Crowds on the march for festive hunting
HEAVY downpours didn't detract from the enjoyment of 'The Wren' where hundreds joined in the ancient tradition of hunting the king of all birds.
The St Stephen's Day festivities, which have been cherished for generations, got under way around lunchtime with the usual mix of music, dance, banter and high jinx.
Hunting clubs all over the country also held their annual hunts which, like the wren boy festivities, raise thousands of euro for charity.
In Dingle, Co Kerry, 'The Wran', as it's pronounced locally, continues to thrive.
Hundreds of spectators, including visitors from the US, joined locals, many in costume, for the spectacle. Preparations began weeks in advance with each wren group making costumes, known as straws, from reeds.
The John Street Wren were joined by American folk singer Patty Griffin, who was in town for the 'Other Voices' festival.
Griffin's grandmother Mary O'Connor was born on John Street and undoubtedly would also have "gone out on the wran" on St Stephen's Day.

Supplied data:
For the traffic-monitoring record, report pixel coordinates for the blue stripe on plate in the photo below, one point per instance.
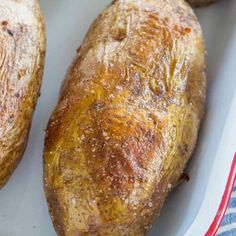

What to do: Please resume the article about the St Stephen's Day wren hunt, picking up after its final sentence. The data has nothing to do with the St Stephen's Day wren hunt article.

Result of this exercise:
There was the usual showdown when The Quay and the Green and Gold Wren came face to face outside St Mary's Church on Green Street and heckling, banter but ultimately more music making ensued.
Meanwhile, in Sandymount in Dublin, the 29th annual 'Wren Boys' celebration was equally colourful. Proceeds from this year's event go to the Order of Malta Ireland's midwifery degree programme at the Holy Family Hospital in Bethlehem.
Meanwhile, about 140 riders lined out in Abbeyleix for Laois Hunt's St Stephen's Day fox hunt -- an event that dates back over 200 years.
Master of the hunt, David Lalor, thanked the landowners for allowing the meeting to go ahead.
"It was a very enjoyable day and everyone came home happy and in one piece, apart from a few scratched faces," he added.